-- Exercise goal --
Copy out each of the lines below with nothing changed or left out.

# # # # #

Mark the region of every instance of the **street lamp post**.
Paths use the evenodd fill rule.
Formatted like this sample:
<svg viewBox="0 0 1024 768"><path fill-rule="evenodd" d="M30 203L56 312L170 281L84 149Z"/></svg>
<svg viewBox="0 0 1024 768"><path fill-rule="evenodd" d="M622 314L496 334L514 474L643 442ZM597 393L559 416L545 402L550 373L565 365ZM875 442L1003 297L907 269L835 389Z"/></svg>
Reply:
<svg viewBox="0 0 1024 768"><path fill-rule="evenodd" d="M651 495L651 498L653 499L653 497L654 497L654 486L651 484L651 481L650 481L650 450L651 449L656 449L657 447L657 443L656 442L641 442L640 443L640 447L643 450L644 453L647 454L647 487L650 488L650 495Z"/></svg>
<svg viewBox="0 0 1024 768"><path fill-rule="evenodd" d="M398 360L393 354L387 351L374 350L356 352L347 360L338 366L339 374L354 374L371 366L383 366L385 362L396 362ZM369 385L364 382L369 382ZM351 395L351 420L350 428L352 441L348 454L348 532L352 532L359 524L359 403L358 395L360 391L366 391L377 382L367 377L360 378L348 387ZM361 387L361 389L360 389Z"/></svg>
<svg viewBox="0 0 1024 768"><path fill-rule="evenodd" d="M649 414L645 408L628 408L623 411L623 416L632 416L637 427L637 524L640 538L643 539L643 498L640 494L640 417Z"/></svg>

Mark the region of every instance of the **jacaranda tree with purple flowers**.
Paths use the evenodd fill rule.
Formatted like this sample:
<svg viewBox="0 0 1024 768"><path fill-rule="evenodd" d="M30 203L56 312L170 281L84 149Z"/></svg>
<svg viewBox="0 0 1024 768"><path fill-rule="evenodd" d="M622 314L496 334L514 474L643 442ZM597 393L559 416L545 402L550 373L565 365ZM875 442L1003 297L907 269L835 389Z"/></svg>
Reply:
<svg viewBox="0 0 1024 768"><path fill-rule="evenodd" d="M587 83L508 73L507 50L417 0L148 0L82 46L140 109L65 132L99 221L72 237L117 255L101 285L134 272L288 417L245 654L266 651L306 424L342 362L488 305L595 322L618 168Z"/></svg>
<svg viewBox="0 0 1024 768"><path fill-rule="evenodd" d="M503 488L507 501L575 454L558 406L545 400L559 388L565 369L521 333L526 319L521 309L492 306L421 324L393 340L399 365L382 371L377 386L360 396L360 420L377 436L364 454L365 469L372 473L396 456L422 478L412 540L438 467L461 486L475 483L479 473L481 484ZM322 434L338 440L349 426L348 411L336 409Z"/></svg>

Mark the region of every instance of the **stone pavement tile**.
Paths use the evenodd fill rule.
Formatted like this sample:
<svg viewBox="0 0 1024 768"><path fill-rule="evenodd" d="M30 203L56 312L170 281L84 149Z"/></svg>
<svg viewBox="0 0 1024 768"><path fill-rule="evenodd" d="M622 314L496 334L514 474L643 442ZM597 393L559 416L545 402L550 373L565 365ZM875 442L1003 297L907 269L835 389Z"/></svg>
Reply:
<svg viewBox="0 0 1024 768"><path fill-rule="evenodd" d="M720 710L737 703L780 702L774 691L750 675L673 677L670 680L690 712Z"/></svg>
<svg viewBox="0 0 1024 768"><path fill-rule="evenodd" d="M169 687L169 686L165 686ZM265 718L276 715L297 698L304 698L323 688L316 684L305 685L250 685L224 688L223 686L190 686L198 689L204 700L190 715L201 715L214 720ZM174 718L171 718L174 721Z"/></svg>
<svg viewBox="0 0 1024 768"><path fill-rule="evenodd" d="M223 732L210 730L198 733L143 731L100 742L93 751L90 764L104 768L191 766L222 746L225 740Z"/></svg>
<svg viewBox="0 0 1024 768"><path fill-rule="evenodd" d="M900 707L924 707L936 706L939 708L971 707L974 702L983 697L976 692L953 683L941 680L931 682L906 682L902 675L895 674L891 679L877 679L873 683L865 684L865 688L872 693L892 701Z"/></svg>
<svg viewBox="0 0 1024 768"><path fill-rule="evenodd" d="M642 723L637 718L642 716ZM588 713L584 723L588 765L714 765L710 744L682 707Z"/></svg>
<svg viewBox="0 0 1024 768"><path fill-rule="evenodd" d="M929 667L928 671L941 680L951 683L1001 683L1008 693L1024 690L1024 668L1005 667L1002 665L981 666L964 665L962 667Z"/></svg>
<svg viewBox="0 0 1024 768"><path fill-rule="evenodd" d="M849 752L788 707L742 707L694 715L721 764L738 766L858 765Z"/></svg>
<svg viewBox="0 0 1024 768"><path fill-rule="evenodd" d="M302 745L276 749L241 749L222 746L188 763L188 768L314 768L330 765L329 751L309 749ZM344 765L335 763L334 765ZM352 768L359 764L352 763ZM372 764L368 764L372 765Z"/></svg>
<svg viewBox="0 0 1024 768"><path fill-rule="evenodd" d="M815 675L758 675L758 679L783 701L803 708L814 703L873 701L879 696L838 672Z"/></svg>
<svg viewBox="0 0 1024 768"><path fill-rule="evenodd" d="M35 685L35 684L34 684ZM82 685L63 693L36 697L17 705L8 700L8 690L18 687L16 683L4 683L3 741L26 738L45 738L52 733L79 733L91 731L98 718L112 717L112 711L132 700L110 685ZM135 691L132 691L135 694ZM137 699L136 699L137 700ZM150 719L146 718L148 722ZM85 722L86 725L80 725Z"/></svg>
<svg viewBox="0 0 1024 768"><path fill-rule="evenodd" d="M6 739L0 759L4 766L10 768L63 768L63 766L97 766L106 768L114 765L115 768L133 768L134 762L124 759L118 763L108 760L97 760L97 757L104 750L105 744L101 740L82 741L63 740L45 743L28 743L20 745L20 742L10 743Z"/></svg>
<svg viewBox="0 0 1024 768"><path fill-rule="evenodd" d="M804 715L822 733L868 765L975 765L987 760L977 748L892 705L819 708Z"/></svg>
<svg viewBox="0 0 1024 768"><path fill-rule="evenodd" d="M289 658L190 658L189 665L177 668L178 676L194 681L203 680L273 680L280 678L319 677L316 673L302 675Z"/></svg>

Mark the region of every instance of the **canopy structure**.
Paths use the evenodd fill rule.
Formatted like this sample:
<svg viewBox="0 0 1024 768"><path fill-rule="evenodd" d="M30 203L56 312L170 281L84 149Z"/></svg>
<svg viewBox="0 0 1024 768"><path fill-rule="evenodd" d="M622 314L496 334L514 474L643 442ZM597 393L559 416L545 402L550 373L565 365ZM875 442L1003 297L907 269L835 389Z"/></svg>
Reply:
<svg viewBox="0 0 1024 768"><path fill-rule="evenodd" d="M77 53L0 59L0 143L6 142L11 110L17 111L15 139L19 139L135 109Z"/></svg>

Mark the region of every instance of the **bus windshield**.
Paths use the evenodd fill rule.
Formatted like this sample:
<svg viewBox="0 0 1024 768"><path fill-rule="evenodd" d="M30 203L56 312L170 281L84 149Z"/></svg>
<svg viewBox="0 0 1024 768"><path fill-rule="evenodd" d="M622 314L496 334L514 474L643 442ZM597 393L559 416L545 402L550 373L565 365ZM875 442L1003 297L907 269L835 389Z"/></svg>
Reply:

# # # # #

-- Response --
Mark the region of every instance of the **street lamp post**.
Paths use the evenodd fill rule.
Formatted like this sample:
<svg viewBox="0 0 1024 768"><path fill-rule="evenodd" d="M30 203L56 312L170 281L84 149Z"/></svg>
<svg viewBox="0 0 1024 768"><path fill-rule="evenodd" d="M622 314L496 334L514 474L643 442ZM597 393L559 416L545 402L550 373L565 365ZM875 442L1003 297L907 269L835 389Z"/></svg>
Reply:
<svg viewBox="0 0 1024 768"><path fill-rule="evenodd" d="M651 495L651 498L653 499L653 497L654 497L654 486L651 484L651 481L650 481L650 450L651 449L656 449L657 447L657 443L656 442L641 442L640 443L640 447L643 450L644 453L647 454L647 487L650 488L650 495Z"/></svg>
<svg viewBox="0 0 1024 768"><path fill-rule="evenodd" d="M398 360L393 354L387 351L374 350L356 352L347 360L338 366L339 374L354 374L371 366L383 366L385 362L396 362ZM369 385L364 382L369 382ZM351 395L351 420L350 428L352 441L348 454L348 532L352 532L359 524L359 403L358 395L360 391L366 391L377 382L367 377L360 378L348 387ZM361 387L361 389L360 389Z"/></svg>
<svg viewBox="0 0 1024 768"><path fill-rule="evenodd" d="M649 414L645 408L628 408L623 411L623 416L632 416L637 427L637 524L640 538L643 539L643 498L640 494L640 417Z"/></svg>

Mark the region of every instance of the **jacaranda tree with purple flowers**.
Paths use the evenodd fill rule.
Formatted like this sample:
<svg viewBox="0 0 1024 768"><path fill-rule="evenodd" d="M30 203L56 312L170 281L84 149Z"/></svg>
<svg viewBox="0 0 1024 768"><path fill-rule="evenodd" d="M622 314L496 334L514 474L643 442ZM597 393L559 416L545 402L550 373L565 365ZM875 442L1003 297L907 269L835 389Z"/></svg>
Reply:
<svg viewBox="0 0 1024 768"><path fill-rule="evenodd" d="M587 83L508 73L507 50L417 0L148 0L82 46L140 109L65 132L99 221L72 237L117 255L101 285L134 272L288 417L245 654L266 651L306 424L342 362L488 305L595 322L618 168Z"/></svg>
<svg viewBox="0 0 1024 768"><path fill-rule="evenodd" d="M503 488L507 501L575 454L558 406L545 400L559 388L565 369L521 333L526 319L521 309L492 306L421 324L393 340L399 365L382 371L377 386L360 396L360 420L377 436L364 454L365 469L372 473L396 456L422 478L412 540L438 467L461 486L475 483L479 473L481 484ZM322 434L338 440L349 426L348 411L336 409Z"/></svg>

Mark the region of every instance of the **stone pavement tile**.
Paths use the evenodd fill rule.
Formatted like this sample:
<svg viewBox="0 0 1024 768"><path fill-rule="evenodd" d="M30 203L56 312L170 281L84 149Z"/></svg>
<svg viewBox="0 0 1024 768"><path fill-rule="evenodd" d="M622 314L496 334L514 474L643 442ZM597 393L559 416L545 402L550 373L565 365ZM875 442L1003 297L907 269L835 389Z"/></svg>
Reply:
<svg viewBox="0 0 1024 768"><path fill-rule="evenodd" d="M720 710L737 703L780 702L774 691L750 675L673 677L670 680L690 712Z"/></svg>
<svg viewBox="0 0 1024 768"><path fill-rule="evenodd" d="M169 687L169 686L165 686ZM265 718L276 715L297 698L304 698L323 688L316 684L305 685L250 685L224 688L223 686L190 686L198 689L204 700L190 715L201 715L214 720ZM174 718L171 718L174 721Z"/></svg>
<svg viewBox="0 0 1024 768"><path fill-rule="evenodd" d="M223 732L210 730L198 733L143 731L100 742L93 751L90 764L104 768L191 766L222 746L225 740Z"/></svg>
<svg viewBox="0 0 1024 768"><path fill-rule="evenodd" d="M900 707L924 707L936 706L939 708L971 707L974 702L983 697L976 692L953 683L941 680L931 682L906 682L902 675L895 674L891 679L877 679L873 683L865 684L865 688L872 693L892 701Z"/></svg>
<svg viewBox="0 0 1024 768"><path fill-rule="evenodd" d="M642 723L637 718L642 716ZM588 713L584 723L588 765L714 765L710 744L682 707Z"/></svg>
<svg viewBox="0 0 1024 768"><path fill-rule="evenodd" d="M929 667L928 671L941 680L951 683L1001 683L1008 693L1024 690L1024 668L1005 667L1002 665L981 666L964 665L962 667Z"/></svg>
<svg viewBox="0 0 1024 768"><path fill-rule="evenodd" d="M849 752L788 707L742 707L694 715L721 764L738 766L858 765Z"/></svg>
<svg viewBox="0 0 1024 768"><path fill-rule="evenodd" d="M302 745L276 749L241 749L222 746L188 763L188 768L314 768L330 765L329 751L309 749ZM344 765L335 763L334 765ZM352 768L359 764L352 763ZM372 764L368 764L372 765Z"/></svg>
<svg viewBox="0 0 1024 768"><path fill-rule="evenodd" d="M815 675L758 675L758 679L783 701L803 708L814 703L873 701L879 696L838 672Z"/></svg>
<svg viewBox="0 0 1024 768"><path fill-rule="evenodd" d="M35 685L35 684L34 684ZM82 685L63 693L36 697L17 705L8 700L8 690L18 687L16 683L4 683L3 741L26 738L45 738L52 733L79 733L91 731L98 718L112 717L112 711L132 700L110 685ZM135 691L132 691L135 694ZM137 699L136 699L137 700ZM150 719L146 718L148 722ZM85 722L86 725L80 725Z"/></svg>
<svg viewBox="0 0 1024 768"><path fill-rule="evenodd" d="M6 739L0 759L4 766L10 768L63 768L63 766L97 766L106 768L114 765L115 768L133 768L134 762L124 759L118 763L108 760L97 760L97 757L104 750L105 744L101 740L82 741L63 740L45 743L28 743L20 745L20 742L10 743Z"/></svg>
<svg viewBox="0 0 1024 768"><path fill-rule="evenodd" d="M804 715L822 733L868 765L975 765L987 760L977 748L892 705L819 708Z"/></svg>
<svg viewBox="0 0 1024 768"><path fill-rule="evenodd" d="M289 658L190 658L189 665L177 668L178 676L194 681L203 680L273 680L280 678L319 677L316 673L302 675Z"/></svg>

Mark the region of every instance of the **canopy structure**.
Paths use the evenodd fill rule.
Formatted like this sample:
<svg viewBox="0 0 1024 768"><path fill-rule="evenodd" d="M30 203L56 312L170 281L84 149Z"/></svg>
<svg viewBox="0 0 1024 768"><path fill-rule="evenodd" d="M622 314L496 334L514 474L643 442ZM597 393L559 416L545 402L550 373L565 365ZM875 442L1003 297L907 269L835 389Z"/></svg>
Reply:
<svg viewBox="0 0 1024 768"><path fill-rule="evenodd" d="M77 53L0 59L0 143L6 142L11 110L17 111L15 139L19 139L135 109Z"/></svg>

Mark the region of every instance of the **bus windshield**.
Paths use the evenodd fill rule.
Formatted like this sample:
<svg viewBox="0 0 1024 768"><path fill-rule="evenodd" d="M30 203L56 312L170 281L84 149Z"/></svg>
<svg viewBox="0 0 1024 768"><path fill-rule="evenodd" d="M622 314L496 334L514 474L643 442ZM597 393L559 416L545 402L550 373L565 365ZM875 442L1003 297L907 269L835 389Z"/></svg>
Reply:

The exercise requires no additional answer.